---------- SUPPLIED RECORDS
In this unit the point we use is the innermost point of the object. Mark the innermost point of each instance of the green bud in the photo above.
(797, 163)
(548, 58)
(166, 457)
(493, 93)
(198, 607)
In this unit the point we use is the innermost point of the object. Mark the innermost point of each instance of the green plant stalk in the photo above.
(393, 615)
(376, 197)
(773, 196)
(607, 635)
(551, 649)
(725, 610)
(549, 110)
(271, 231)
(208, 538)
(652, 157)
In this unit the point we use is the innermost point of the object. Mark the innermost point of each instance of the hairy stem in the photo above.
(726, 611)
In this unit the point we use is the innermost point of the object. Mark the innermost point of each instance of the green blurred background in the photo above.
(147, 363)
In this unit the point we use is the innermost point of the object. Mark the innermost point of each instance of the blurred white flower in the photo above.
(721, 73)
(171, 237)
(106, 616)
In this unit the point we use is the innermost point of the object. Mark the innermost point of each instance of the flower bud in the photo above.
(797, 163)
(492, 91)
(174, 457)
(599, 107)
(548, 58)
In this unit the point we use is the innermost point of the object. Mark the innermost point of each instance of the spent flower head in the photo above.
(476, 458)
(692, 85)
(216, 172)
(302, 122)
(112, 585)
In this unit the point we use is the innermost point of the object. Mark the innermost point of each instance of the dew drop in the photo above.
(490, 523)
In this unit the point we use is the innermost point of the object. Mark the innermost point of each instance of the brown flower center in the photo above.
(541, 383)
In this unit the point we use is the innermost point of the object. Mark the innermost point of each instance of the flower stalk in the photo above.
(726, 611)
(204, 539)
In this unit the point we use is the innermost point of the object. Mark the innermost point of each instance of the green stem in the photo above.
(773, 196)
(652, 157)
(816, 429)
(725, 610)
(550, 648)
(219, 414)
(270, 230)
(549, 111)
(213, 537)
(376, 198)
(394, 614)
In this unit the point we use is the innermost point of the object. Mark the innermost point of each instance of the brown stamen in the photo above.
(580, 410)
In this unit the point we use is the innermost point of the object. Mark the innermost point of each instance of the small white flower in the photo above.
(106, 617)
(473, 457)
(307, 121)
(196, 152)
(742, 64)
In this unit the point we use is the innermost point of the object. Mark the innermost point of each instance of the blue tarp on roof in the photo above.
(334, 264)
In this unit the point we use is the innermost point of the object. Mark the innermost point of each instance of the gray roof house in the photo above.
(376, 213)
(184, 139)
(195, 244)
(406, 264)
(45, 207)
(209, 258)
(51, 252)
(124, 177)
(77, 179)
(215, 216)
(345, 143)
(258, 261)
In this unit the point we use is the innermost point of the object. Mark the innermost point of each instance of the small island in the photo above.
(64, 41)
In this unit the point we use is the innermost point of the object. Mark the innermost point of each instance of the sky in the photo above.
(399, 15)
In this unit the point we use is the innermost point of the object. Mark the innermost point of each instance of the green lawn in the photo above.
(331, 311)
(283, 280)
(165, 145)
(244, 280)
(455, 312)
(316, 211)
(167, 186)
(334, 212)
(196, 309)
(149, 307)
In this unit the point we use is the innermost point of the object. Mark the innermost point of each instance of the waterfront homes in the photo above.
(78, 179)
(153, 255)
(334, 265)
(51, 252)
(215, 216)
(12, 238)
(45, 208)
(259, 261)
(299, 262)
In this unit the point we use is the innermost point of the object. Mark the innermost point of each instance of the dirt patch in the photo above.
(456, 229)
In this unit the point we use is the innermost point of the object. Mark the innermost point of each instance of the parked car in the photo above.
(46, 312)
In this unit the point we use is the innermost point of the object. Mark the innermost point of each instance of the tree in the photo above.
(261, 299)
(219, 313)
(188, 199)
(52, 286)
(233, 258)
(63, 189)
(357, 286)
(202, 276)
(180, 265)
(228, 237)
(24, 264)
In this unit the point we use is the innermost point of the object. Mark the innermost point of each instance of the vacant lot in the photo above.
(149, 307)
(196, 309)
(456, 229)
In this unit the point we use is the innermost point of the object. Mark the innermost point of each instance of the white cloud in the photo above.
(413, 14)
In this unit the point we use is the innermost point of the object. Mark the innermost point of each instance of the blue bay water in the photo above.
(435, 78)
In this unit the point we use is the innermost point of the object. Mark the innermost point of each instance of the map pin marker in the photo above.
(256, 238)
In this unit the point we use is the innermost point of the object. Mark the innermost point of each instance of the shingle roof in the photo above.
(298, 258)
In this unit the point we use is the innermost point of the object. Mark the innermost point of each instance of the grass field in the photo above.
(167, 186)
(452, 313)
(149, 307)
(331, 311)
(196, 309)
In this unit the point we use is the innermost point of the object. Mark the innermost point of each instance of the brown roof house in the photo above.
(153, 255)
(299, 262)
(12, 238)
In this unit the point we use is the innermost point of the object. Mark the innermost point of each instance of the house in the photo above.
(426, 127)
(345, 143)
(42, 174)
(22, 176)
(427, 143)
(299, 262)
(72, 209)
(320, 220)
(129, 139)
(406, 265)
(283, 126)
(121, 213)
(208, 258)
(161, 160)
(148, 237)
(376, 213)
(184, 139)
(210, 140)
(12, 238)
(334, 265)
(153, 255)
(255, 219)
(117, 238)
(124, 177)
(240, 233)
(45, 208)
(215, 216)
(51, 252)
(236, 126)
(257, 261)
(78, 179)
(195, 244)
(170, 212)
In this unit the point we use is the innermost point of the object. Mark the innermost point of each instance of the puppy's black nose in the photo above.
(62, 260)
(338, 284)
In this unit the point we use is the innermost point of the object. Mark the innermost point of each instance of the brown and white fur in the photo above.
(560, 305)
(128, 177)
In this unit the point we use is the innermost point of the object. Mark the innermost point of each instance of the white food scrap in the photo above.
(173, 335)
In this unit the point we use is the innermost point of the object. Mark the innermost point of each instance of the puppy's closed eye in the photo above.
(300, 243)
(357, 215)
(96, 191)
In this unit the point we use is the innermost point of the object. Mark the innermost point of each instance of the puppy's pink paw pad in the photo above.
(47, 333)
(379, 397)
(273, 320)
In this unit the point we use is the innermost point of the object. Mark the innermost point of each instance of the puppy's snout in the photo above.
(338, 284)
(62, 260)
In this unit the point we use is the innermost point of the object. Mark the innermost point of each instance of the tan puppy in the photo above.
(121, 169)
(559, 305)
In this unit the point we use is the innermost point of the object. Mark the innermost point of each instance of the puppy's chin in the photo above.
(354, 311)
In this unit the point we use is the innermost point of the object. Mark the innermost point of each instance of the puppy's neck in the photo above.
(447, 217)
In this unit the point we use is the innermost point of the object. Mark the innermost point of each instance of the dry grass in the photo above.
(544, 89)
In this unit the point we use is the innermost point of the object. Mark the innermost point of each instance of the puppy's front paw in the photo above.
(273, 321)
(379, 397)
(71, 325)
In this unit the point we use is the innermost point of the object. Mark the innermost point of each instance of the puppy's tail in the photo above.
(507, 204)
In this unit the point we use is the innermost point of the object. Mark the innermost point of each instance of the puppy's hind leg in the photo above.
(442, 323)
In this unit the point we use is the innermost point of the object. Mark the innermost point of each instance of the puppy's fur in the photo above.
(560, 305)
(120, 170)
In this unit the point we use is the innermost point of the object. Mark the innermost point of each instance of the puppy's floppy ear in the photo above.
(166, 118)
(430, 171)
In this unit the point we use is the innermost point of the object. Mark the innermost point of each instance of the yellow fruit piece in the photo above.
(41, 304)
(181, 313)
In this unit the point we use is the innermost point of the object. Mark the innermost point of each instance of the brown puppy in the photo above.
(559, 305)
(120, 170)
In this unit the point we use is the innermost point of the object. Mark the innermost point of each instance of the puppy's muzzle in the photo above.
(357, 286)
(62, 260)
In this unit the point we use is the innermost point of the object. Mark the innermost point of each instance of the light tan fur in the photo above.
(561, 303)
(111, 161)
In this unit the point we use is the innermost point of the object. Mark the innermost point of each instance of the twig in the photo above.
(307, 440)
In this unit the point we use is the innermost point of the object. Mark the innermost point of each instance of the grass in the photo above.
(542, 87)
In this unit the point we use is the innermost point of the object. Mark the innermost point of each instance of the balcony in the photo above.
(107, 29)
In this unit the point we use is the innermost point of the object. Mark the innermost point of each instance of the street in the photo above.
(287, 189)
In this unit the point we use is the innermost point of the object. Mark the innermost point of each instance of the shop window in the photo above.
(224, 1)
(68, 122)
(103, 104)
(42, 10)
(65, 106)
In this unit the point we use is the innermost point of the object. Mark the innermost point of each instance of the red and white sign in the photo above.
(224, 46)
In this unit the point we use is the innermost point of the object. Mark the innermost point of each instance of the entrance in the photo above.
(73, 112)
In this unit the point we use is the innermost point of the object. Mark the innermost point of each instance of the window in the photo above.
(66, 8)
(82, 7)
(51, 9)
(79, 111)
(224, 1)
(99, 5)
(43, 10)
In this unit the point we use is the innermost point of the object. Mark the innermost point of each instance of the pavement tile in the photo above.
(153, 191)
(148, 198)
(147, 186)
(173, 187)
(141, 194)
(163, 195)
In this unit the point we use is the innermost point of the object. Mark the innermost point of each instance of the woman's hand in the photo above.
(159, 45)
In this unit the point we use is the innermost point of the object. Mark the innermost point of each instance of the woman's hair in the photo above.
--------------------
THE PROBLEM: Could you give again exactly the lines from the line containing "entrance in the photo above." through the final line of the data above, and no others?

OUTPUT FOR THIS TASK:
In this unit the point we use is the innermost point of the object. Mark the innermost point of each instance of the entrance in the photo above.
(73, 112)
In this unit the point we use is the innermost point of the object. Mark the innermost point of each instance of the window in the photo above.
(66, 8)
(82, 7)
(51, 9)
(79, 111)
(224, 1)
(99, 5)
(43, 10)
In this unit the point we use is the innermost point of the object. Mark the innermost point of each instance of the pavement tile in the photo above.
(153, 191)
(148, 198)
(147, 186)
(173, 187)
(141, 194)
(163, 195)
In this unit the point we use is the innermost point of the object. Mark the innermost point of each instance of the woman's hand in the photo above.
(159, 45)
In this unit the point we use is the innermost point of the object. Mark the innermost point of each instance of the woman's hair in the photo above.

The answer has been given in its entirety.